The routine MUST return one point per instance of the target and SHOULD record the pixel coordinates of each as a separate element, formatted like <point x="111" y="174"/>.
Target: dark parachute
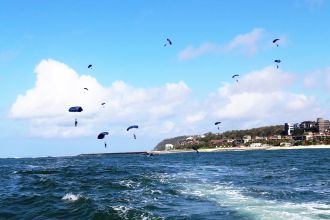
<point x="277" y="61"/>
<point x="236" y="75"/>
<point x="195" y="149"/>
<point x="75" y="109"/>
<point x="101" y="136"/>
<point x="217" y="123"/>
<point x="275" y="40"/>
<point x="168" y="41"/>
<point x="131" y="127"/>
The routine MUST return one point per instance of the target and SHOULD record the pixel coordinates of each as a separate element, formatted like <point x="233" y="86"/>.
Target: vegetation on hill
<point x="208" y="140"/>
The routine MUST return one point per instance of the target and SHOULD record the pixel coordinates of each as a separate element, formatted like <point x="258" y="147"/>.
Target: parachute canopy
<point x="102" y="135"/>
<point x="75" y="109"/>
<point x="132" y="126"/>
<point x="274" y="41"/>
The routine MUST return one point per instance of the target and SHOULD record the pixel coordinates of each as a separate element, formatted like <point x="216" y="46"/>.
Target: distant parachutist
<point x="275" y="40"/>
<point x="278" y="62"/>
<point x="168" y="41"/>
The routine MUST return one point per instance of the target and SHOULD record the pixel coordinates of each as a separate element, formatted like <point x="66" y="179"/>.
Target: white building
<point x="169" y="146"/>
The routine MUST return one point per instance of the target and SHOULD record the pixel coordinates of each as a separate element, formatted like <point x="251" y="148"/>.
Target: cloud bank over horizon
<point x="261" y="97"/>
<point x="247" y="44"/>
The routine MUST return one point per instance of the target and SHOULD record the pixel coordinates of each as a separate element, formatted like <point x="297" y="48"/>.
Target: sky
<point x="172" y="90"/>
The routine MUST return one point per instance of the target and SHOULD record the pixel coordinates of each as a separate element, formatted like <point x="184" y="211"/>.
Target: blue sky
<point x="169" y="91"/>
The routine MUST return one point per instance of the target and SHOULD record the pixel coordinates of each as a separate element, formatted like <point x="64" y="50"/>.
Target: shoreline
<point x="209" y="150"/>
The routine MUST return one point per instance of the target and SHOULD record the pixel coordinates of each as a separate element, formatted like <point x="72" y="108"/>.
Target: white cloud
<point x="191" y="52"/>
<point x="248" y="44"/>
<point x="261" y="97"/>
<point x="58" y="87"/>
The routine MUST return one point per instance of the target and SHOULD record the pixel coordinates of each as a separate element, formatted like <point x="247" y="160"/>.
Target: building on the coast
<point x="285" y="144"/>
<point x="322" y="125"/>
<point x="275" y="137"/>
<point x="306" y="136"/>
<point x="260" y="138"/>
<point x="255" y="144"/>
<point x="246" y="139"/>
<point x="288" y="129"/>
<point x="296" y="126"/>
<point x="307" y="125"/>
<point x="169" y="146"/>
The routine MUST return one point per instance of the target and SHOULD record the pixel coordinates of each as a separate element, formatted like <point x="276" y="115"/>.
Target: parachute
<point x="195" y="149"/>
<point x="275" y="40"/>
<point x="169" y="42"/>
<point x="131" y="127"/>
<point x="101" y="136"/>
<point x="75" y="109"/>
<point x="217" y="123"/>
<point x="277" y="61"/>
<point x="236" y="75"/>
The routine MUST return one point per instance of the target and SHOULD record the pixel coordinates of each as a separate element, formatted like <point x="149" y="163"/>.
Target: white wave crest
<point x="71" y="197"/>
<point x="233" y="198"/>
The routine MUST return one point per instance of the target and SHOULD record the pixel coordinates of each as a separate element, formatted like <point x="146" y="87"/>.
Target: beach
----------
### Challenge
Your copy should match the records word for word, with the pictures removed.

### Task answer
The routine MUST return one point per instance of the target and SHOULD record the pixel coordinates of each as a separate element, formatted like <point x="111" y="174"/>.
Target: dark parachute
<point x="277" y="61"/>
<point x="236" y="75"/>
<point x="195" y="149"/>
<point x="75" y="109"/>
<point x="101" y="136"/>
<point x="217" y="123"/>
<point x="275" y="40"/>
<point x="168" y="41"/>
<point x="131" y="127"/>
The routine MUST return one point per instance of the target and SHOULD record the pixel coordinates of each as a separate element, formatted like <point x="233" y="86"/>.
Target: vegetation on hill
<point x="208" y="140"/>
The routine MUST return one point per instance of the target and SHOULD record the pixel coordinates of each as a separate element, formatted like <point x="258" y="147"/>.
Target: parachute canopy
<point x="102" y="135"/>
<point x="75" y="109"/>
<point x="132" y="126"/>
<point x="274" y="41"/>
The routine MUST return one point per instance of the target and SHOULD record the pixel coordinates of each as a separate element, formatted like <point x="216" y="46"/>.
Target: distant parachutist
<point x="275" y="40"/>
<point x="278" y="62"/>
<point x="168" y="41"/>
The routine MUST return one point per instance of the target and SHOULD record the pixel coordinates of each as a separate element, formatted like <point x="66" y="179"/>.
Target: white building
<point x="169" y="146"/>
The routine MUST return one point per instance of the target and SHOULD record the pixel coordinates of each as a separate element, formatted like <point x="251" y="148"/>.
Target: cloud bank over horizon
<point x="261" y="97"/>
<point x="247" y="44"/>
The routine MUST return one point per instance of the target and SHOULD record the pixel coordinates of each as a separate element, formatted like <point x="297" y="48"/>.
Target: sky
<point x="172" y="90"/>
The routine MUST return one point per instance of the target and SHOULD record the pixel coordinates of each as a separate element, formatted like <point x="184" y="211"/>.
Target: blue sky
<point x="169" y="91"/>
The routine MUST return one point per instance of the target and SHOULD record the pixel coordinates of each as a separate element, formatted like <point x="64" y="50"/>.
Target: shoreline
<point x="209" y="150"/>
The routine MUST return one point per instance of the target and SHOULD record the pixel coordinates of each as a separate element, formatted like <point x="72" y="108"/>.
Target: white cloud
<point x="191" y="52"/>
<point x="248" y="44"/>
<point x="261" y="97"/>
<point x="58" y="87"/>
The routine MUST return one point per instance of the target and SHOULD record the pixel coordinates of each as a separate element, formatted like <point x="247" y="160"/>.
Target: building on the coast
<point x="285" y="144"/>
<point x="322" y="125"/>
<point x="275" y="137"/>
<point x="306" y="136"/>
<point x="260" y="138"/>
<point x="255" y="144"/>
<point x="246" y="139"/>
<point x="288" y="129"/>
<point x="296" y="126"/>
<point x="307" y="125"/>
<point x="169" y="146"/>
The routine MUST return one point per instance of the target and SHOULD record the pixel coordinates of each as a separate element, formatted like <point x="276" y="115"/>.
Target: parachute
<point x="195" y="149"/>
<point x="275" y="40"/>
<point x="169" y="42"/>
<point x="131" y="127"/>
<point x="101" y="136"/>
<point x="75" y="109"/>
<point x="217" y="123"/>
<point x="277" y="61"/>
<point x="236" y="75"/>
The routine MUST return one point per instance of the target and SHOULD record the pixel coordinates of each as a separate element, formatted like <point x="149" y="163"/>.
Target: white wave crest
<point x="71" y="197"/>
<point x="233" y="198"/>
The routine MUST return one point per instance of the target and SHOULD record the pixel coordinates of each as a separate element, formatted like <point x="146" y="87"/>.
Target: beach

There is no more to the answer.